- _Source document_

>>>

Lizzie is in an interracial relationship, and most of the time she doesn't even think about it. But sometimes she has to—like when other people feel the need to make an issue of it. I like the way she handled this situation:
I don't get up in the morning and think to myself, Hey, I'm in an interracial relationship. Race is such a non-issue for me in my daily life that I don't really think about it at all. But occasionally, I am reminded. […]
Deep down I knew where her contempt came from. It appears that the old lady was uncomfortable with the fact that the person whose hand I was holding has a skin color that just so happens to be darker than mine. Eh. Whatevs. Maybe a few months ago that would've really bothered me. I would've dwelled on it until I could dwell on it no more. I would've wondered out loud to anyone that would hear me (and probably on this blog), why is it that we're still getting upset about a person's skin color? It's 2007, not 1960.
So what did I do? Did I say anything to the old lady?
No, I didn't.
However, I did give her the biggest smile ever. Why? Because I'm happy and in love and that's really all that matters.
Deliciously Naughty, a white woman, is married to a man from India.
[Being open to different ethnicities]: Sexyhusband isn't my first interracial relationship. I've dated White guys, Latino guys and Asian guys. I was always open to dating African American guys and flirted with plenty, but never ended up dating one. At the end of the day, I've always been more attracted to intelligent, snarky, sexy guys. And while there are physical traits that I look for and find more attractive, I've never closed myself off to a race.

<<<

Dataset entries

>>>

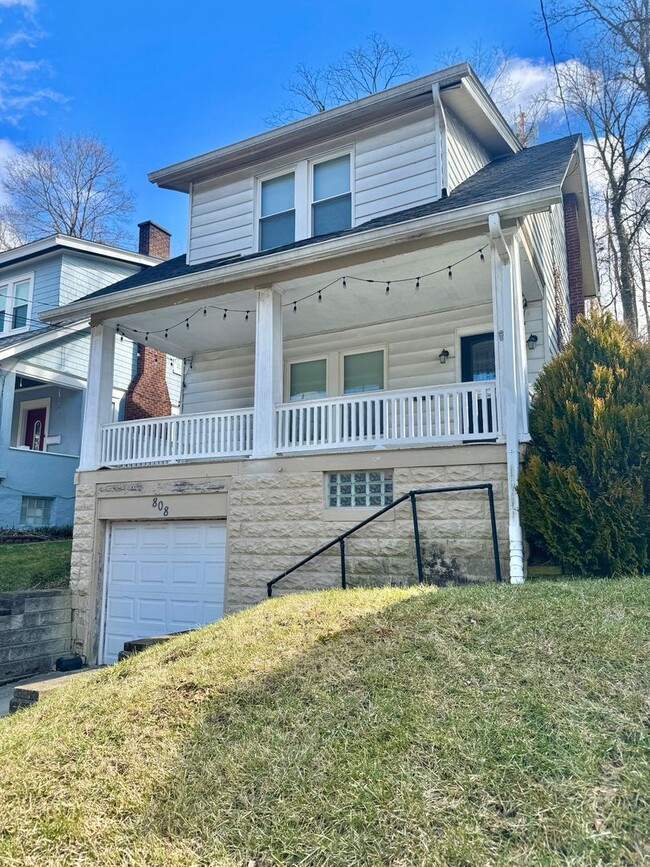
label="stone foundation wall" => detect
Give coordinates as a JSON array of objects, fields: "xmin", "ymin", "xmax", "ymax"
[
  {"xmin": 0, "ymin": 590, "xmax": 71, "ymax": 684},
  {"xmin": 70, "ymin": 444, "xmax": 508, "ymax": 662},
  {"xmin": 226, "ymin": 463, "xmax": 508, "ymax": 611}
]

<<<

- _Problems to solve_
• 1. In the excerpt on interracial relationships, who is Deliciously Naughty married to?
• 2. Please extract the excerpt on interracial relationships word for word, from "So what did" to "all that matters.".
• 3. Summarize the excerpt on interracial relationships in two sentences.

- _Expected responses_
• 1. A man from India.

• 2.
So what did I do? Did I say anything to the old lady?
No, I didn't.
However, I did give her the biggest smile ever. Why? Because I'm happy and in love and that's really all that matters.

• 3. Lizzie, who is in an interracial relationship and rarely thinks about race, responded to an old lady who was uncomfortable that the person whose hand she was holding had darker skin by saying nothing and giving her the biggest smile ever, because she is happy and in love. Deliciously Naughty, a white woman married to a man from India, has dated White, Latino and Asian guys and has never closed herself off to a race.